**TASKS TO CARRY OUT**
1 > In the text about mania and cured meat, which journal published the study?
2 > Carry on the text about mania and cured meat from its final sentence.

**READING PASSAGE**
#####

Manic episodes are usually associated with bipolar and schizoaffective disorder. According to the Diagnostic and Statistical Manual of Mental Disorders (DSM) issued by the American Psychiatric Association, mania, which may last for weeks or even months, often results in a reduced need for sleep, increased rates of speech, flights of ideas, high self-esteem and an increased interest in risky or dangerous activities.
"We looked at a number of different dietary exposures, and cured meat really stood out," lead author Robert Yolken, a professor of neurovirology in pediatrics with the university, said in a press release. "It wasn't just that people with mania have an abnormal diet."
In the study, which was published July 18 in the journal Molecular Psychiatry, researchers collected 10 years of demographic, health and dietary data on 1,101 adults between the ages of 18 and 65. Some of the adults in the study had psychiatric disorders; others did not.
The researchers found that people who were hospitalized for a manic episode had a history of eating nitrate-cured meats at a rate about 3.5 times higher than people who did not have a history of psychiatric disorders
"Future work on this association could lead to dietary interventions to help reduce the risk of manic episodes in those who have bipolar disorder or who are otherwise vulnerable to mania," Yolken said in the press release.

#####

[Dataset entries]
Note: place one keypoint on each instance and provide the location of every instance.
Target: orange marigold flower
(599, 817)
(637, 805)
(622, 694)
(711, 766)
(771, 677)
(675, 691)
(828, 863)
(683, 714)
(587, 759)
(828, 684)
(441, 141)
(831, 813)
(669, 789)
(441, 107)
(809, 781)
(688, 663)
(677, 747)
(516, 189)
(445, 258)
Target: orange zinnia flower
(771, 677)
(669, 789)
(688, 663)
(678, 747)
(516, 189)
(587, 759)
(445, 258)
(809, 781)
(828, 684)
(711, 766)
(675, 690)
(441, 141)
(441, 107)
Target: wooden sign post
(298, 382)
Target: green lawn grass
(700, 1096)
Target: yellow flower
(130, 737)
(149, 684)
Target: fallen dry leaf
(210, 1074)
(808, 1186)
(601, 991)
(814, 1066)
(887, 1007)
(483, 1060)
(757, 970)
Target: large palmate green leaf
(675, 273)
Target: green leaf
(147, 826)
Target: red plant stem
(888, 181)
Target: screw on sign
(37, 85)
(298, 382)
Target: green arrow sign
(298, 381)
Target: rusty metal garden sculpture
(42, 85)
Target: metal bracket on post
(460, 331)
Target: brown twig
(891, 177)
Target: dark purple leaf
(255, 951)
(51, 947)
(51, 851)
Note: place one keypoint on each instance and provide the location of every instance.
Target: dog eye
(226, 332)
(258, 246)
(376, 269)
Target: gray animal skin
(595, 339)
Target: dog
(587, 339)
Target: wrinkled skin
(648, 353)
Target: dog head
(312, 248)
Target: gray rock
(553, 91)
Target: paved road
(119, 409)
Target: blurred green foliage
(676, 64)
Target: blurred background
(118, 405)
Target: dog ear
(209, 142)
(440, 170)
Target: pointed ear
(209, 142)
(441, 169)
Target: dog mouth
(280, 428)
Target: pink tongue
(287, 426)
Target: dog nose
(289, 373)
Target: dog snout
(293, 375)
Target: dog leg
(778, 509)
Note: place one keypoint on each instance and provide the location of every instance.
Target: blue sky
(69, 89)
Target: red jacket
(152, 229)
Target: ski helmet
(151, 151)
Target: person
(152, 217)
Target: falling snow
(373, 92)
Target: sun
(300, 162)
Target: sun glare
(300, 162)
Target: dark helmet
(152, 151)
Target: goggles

#####

**ANSWERS FOR EACH ITEM**
1 > Molecular Psychiatry

2 >
The researchers experimented on rats to test whether there was a link between eating cured meats and manic episodes. They divided the rats into two groups, with one group eating a regular rat chow diet and the other eating the regular diet and a snack-size portion of a hot dog or beef jerky every other day.
"We tried to make sure the amount of nitrate used in the experiment was in the range of what people might reasonably be eating," Yolken said.
Researchers found that the rats eating the cured meat diet exhibited hyperactivity and insomnia within two weeks. In addition, they had different gut bacteria in their intestines.
"There's growing evidence that germs in the intestines can influence the brain," adds Yolken. "And this work on nitrates opens the door for future studies on how that may be happening."
According to the authors, the findings do not provide a clear link between eating cured meats and having manic episodes, but they do indicate that cured meats may be one factor that contributes to mania and bipolar disorder.
"It's clear that mania is a complex neuropsychiatric state, and that both genetic vulnerabilities and environmental factors are likely involved in the emergence and severity of bipolar disorder and associated manic episodes," Johns Hopkins medical and doctoral student Seva Khambadkone, who was also involved in the study, said in the press release.
"Our results suggest that nitrated cured meat could be one environmental player in mediating mania."